Set task: Reproduce the entire passage on how music listening has changed, word for word.

Text to read:
**********
Such a long, long path it has traveled. It’s grown (or side-tracked, depending on your individual point of view). But one thing is solid, it has remained in our cultural displays for over 50 years. 50 years!!
But one thing that has changed dramatically is how we listen to it. It used to be an experience all to itself for a long, long time. We anticipated the arrival of new songs from a band that we loved. We pored over the album musically and visually. (Remember how disappointed you were when the album contained little other than the vinyl inside?) It was played , and played, and played some more. Many of us didn’t have the greatest stereo equipment to play it back but who cared. We were listening to songs that we were going to grow to love.
But now, music comes in chunks. A song is the prize (like it was during the Top40 heydays but those hits led to the album, whereas today really doesn’t, not anymore).
Today, the song has to fit into a playlist, often an emotional playlist. One for exercising to. One for driving to. One for sad times, one for happy times. One for the current favorites. But with the availability of cheap disc space (or whatever passes for storage these days), it’s easy to fill up a player, phone, hard-drive, or cloud storage with days of music.
Gone is the experience. Hello song for the moment. For the moment because we’re very likely to forget about them in the very near future. With so many songs available, that’s easy to do.
**********
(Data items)
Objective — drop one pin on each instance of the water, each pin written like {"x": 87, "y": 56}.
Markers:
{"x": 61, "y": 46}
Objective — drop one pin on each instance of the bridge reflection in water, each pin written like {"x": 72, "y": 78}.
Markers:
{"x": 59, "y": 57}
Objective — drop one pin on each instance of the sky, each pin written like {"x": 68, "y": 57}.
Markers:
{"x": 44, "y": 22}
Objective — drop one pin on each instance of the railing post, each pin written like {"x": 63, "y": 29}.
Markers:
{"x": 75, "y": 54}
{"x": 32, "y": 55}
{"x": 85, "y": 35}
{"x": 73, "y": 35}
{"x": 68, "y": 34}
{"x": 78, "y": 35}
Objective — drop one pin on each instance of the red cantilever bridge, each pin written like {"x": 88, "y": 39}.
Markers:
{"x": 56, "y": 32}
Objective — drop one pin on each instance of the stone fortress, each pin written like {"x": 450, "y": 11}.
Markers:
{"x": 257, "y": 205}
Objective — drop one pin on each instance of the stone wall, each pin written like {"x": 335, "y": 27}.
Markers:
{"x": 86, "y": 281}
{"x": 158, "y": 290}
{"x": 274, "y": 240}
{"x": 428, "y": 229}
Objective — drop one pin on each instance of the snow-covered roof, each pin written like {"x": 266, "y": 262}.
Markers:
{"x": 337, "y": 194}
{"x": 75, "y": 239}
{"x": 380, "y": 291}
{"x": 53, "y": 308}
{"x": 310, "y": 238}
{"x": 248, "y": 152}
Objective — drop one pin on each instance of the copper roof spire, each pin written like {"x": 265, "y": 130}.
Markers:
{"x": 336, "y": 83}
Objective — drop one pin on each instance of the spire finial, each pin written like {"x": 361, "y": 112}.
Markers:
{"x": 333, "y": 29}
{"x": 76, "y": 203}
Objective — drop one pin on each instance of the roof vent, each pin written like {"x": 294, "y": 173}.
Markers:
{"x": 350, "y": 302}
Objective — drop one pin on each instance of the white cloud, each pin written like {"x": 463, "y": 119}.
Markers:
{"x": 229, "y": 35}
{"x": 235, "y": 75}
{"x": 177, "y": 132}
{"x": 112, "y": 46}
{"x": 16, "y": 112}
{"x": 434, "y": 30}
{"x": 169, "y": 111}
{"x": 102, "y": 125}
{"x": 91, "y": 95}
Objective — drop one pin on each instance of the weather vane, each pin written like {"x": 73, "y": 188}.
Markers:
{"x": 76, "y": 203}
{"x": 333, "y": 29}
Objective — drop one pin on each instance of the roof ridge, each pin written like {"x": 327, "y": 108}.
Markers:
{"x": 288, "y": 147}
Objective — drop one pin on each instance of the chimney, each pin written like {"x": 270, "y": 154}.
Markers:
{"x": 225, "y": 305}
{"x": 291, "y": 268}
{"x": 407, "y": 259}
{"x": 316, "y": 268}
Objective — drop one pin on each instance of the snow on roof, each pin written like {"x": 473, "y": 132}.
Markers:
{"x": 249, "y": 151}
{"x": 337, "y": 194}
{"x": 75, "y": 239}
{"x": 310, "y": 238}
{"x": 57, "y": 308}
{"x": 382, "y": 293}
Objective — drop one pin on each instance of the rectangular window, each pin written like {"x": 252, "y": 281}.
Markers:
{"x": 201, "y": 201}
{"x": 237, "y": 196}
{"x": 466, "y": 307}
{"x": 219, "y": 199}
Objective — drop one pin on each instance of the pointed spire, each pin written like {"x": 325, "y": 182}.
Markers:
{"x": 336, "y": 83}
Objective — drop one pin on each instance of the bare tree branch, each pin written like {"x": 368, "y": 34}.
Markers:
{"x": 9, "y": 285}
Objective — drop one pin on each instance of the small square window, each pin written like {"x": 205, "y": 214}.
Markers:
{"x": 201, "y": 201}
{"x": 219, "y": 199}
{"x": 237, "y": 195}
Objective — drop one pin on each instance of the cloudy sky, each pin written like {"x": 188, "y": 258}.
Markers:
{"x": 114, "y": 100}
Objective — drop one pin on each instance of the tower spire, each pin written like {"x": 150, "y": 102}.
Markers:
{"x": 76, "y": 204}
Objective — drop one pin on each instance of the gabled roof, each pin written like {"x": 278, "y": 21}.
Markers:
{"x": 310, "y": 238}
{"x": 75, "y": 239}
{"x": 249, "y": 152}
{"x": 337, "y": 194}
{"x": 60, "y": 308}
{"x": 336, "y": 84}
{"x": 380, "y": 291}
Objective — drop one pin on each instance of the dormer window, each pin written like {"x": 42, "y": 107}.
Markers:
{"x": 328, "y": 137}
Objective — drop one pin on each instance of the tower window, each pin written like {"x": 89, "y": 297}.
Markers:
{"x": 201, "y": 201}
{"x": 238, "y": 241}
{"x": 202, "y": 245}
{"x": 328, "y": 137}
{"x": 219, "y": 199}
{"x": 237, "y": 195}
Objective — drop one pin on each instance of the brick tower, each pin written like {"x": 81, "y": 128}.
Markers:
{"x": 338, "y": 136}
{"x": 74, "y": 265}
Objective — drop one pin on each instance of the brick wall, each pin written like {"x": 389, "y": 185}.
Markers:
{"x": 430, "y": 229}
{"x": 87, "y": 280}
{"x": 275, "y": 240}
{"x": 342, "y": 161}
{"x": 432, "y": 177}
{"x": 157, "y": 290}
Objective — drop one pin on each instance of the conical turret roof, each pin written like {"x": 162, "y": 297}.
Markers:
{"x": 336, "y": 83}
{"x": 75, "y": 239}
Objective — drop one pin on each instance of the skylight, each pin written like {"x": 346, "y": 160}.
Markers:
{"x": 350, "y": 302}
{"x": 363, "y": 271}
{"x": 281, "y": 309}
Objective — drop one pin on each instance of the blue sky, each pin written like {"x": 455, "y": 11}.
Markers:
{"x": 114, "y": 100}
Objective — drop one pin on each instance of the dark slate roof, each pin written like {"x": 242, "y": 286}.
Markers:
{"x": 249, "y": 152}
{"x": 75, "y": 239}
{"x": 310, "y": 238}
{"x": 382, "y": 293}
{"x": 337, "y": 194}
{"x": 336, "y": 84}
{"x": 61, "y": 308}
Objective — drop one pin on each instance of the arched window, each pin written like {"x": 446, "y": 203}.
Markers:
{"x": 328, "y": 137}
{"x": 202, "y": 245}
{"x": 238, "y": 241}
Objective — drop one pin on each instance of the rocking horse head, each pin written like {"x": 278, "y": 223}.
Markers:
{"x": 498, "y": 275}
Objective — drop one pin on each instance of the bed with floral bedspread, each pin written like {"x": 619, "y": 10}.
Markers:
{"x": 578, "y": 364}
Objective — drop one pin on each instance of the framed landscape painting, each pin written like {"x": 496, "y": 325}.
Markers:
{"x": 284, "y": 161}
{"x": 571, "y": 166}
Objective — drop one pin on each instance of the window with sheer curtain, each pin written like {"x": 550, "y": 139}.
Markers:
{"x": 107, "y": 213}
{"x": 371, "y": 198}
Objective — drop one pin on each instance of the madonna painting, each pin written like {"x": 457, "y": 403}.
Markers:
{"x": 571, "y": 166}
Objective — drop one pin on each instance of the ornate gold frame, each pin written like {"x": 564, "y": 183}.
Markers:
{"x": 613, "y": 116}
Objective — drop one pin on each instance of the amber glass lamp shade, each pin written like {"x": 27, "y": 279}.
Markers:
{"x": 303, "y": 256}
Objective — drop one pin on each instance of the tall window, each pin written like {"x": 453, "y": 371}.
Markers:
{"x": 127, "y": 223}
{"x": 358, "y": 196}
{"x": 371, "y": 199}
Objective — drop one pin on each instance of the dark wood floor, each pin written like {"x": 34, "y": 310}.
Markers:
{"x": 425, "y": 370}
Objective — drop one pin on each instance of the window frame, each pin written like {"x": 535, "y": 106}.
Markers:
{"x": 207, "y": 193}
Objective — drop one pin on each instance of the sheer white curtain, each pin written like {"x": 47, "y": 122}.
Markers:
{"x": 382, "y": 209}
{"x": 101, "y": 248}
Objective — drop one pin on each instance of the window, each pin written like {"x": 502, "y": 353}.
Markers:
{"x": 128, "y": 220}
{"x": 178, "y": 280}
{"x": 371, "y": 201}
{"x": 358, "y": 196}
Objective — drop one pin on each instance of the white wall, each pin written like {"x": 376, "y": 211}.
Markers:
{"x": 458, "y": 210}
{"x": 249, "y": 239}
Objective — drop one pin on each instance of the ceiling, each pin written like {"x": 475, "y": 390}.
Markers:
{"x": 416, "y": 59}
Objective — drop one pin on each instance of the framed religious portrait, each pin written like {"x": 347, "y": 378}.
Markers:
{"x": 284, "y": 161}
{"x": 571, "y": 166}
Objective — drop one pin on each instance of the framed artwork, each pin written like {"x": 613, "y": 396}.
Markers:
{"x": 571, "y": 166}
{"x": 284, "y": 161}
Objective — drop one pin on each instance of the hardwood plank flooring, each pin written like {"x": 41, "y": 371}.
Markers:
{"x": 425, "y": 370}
**********
The answer:
Such a long, long path it has traveled. It’s grown (or side-tracked, depending on your individual point of view). But one thing is solid, it has remained in our cultural displays for over 50 years. 50 years!!
But one thing that has changed dramatically is how we listen to it. It used to be an experience all to itself for a long, long time. We anticipated the arrival of new songs from a band that we loved. We pored over the album musically and visually. (Remember how disappointed you were when the album contained little other than the vinyl inside?) It was played , and played, and played some more. Many of us didn’t have the greatest stereo equipment to play it back but who cared. We were listening to songs that we were going to grow to love.
But now, music comes in chunks. A song is the prize (like it was during the Top40 heydays but those hits led to the album, whereas today really doesn’t, not anymore).
Today, the song has to fit into a playlist, often an emotional playlist. One for exercising to. One for driving to. One for sad times, one for happy times. One for the current favorites. But with the availability of cheap disc space (or whatever passes for storage these days), it’s easy to fill up a player, phone, hard-drive, or cloud storage with days of music.
Gone is the experience. Hello song for the moment. For the moment because we’re very likely to forget about them in the very near future. With so many songs available, that’s easy to do.